▸ **PASSAGE SHOWN**
======

When your content doesn’t land, it’s often not because of the topic. It’s the structure.
Structure determines how a piece of writing unfolds—what gets revealed first, how tension builds, and where the insight lands. It turns scattered ideas into form. A strong content framework makes your writing tighter, more focused, and easier to follow—without your target audience needing to reread to keep up.
If you work in content marketing, UX, or digital strategy, the right structure supports your ideas and business objectives, drives audience engagement, and creates space for valuable insights to land where they’ll stick.
This article outlines eight frameworks used by journalists, strategists, UX writers, and essayists. Each one addresses a different kind of structural problem and solves a different type of structural challenge—whether you're drafting blog posts, shaping social media content, or building out a full content marketing strategy.
Let’s get started!
TL;DR
- Inverted Pyramid: Start with the outcome. Deliver value immediately, then zoom out.

======

▸ **DATA RECORDS**
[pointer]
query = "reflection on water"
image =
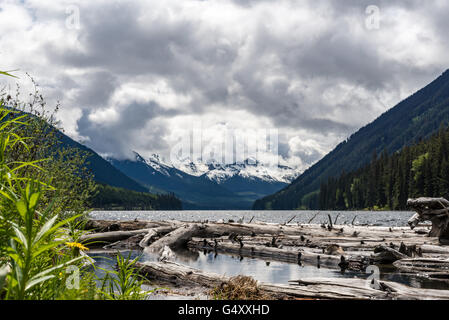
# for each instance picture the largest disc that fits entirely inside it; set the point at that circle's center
(265, 270)
(381, 218)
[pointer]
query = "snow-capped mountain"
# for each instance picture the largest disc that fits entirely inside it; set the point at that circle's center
(247, 170)
(207, 186)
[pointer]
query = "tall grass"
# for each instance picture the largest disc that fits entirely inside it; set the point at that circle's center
(39, 217)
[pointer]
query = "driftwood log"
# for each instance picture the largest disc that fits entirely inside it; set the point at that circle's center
(435, 210)
(341, 246)
(349, 289)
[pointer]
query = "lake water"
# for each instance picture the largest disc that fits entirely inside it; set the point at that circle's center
(378, 218)
(260, 269)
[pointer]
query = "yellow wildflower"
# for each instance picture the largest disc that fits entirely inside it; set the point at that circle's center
(76, 245)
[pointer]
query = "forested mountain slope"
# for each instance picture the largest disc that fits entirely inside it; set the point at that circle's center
(415, 118)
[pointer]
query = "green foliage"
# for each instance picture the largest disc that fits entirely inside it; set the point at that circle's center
(43, 196)
(125, 283)
(389, 180)
(417, 117)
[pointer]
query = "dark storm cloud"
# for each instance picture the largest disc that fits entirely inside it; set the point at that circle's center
(309, 66)
(137, 125)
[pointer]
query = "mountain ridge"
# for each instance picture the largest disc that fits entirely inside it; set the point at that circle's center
(414, 118)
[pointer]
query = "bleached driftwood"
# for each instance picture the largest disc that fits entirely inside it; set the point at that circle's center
(100, 239)
(350, 289)
(435, 210)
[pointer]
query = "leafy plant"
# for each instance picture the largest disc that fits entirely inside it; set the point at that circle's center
(125, 283)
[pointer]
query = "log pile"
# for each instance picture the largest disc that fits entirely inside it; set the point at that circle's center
(345, 247)
(435, 210)
(348, 289)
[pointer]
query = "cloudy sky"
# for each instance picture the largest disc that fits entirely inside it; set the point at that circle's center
(139, 75)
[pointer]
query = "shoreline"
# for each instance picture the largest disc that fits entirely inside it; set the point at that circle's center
(361, 247)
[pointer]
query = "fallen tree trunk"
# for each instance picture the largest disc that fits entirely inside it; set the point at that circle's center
(359, 289)
(175, 239)
(435, 210)
(386, 255)
(154, 233)
(387, 289)
(422, 265)
(288, 254)
(100, 239)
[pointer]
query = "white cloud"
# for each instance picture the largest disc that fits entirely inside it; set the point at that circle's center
(137, 74)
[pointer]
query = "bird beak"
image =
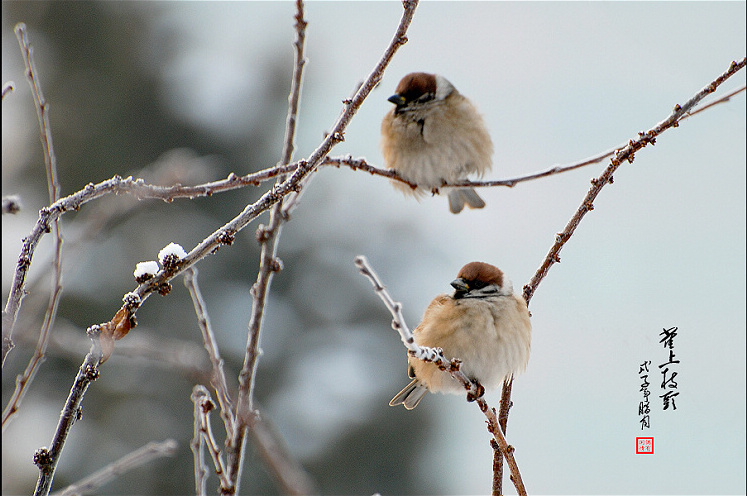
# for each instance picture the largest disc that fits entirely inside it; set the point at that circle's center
(460, 285)
(398, 100)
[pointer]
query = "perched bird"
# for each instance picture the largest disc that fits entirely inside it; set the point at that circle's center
(434, 136)
(483, 323)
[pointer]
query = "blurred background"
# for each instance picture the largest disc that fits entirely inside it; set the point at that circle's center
(190, 92)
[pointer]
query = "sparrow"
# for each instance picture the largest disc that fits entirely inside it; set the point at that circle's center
(435, 136)
(483, 323)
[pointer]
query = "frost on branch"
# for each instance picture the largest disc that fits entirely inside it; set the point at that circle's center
(145, 270)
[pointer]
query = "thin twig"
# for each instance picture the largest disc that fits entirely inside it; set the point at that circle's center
(268, 238)
(139, 457)
(436, 356)
(203, 406)
(141, 190)
(197, 446)
(626, 153)
(218, 379)
(24, 380)
(46, 459)
(8, 88)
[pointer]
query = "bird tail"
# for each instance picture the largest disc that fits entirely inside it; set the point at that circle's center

======

▸ **DIRECTION 1**
Restate the article on content structure, starting with "If you work" and going on through "content marketing strategy.", and swap "journalists" for "reporters".
▸ **DIRECTION 2**
How many lines of the entries contain the string "bird", matching case exactly? Give only the number.
The entries have no connection to the article on content structure.

▸ **WORKED ANSWER 1**
If you work in content marketing, UX, or digital strategy, the right structure supports your ideas and business objectives, drives audience engagement, and creates space for valuable insights to land where they’ll stick.
This article outlines eight frameworks used by reporters, strategists, UX writers, and essayists. Each one addresses a different kind of structural problem and solves a different type of structural challenge—whether you're drafting blog posts, shaping social media content, or building out a full content marketing strategy.

▸ **WORKED ANSWER 2**
3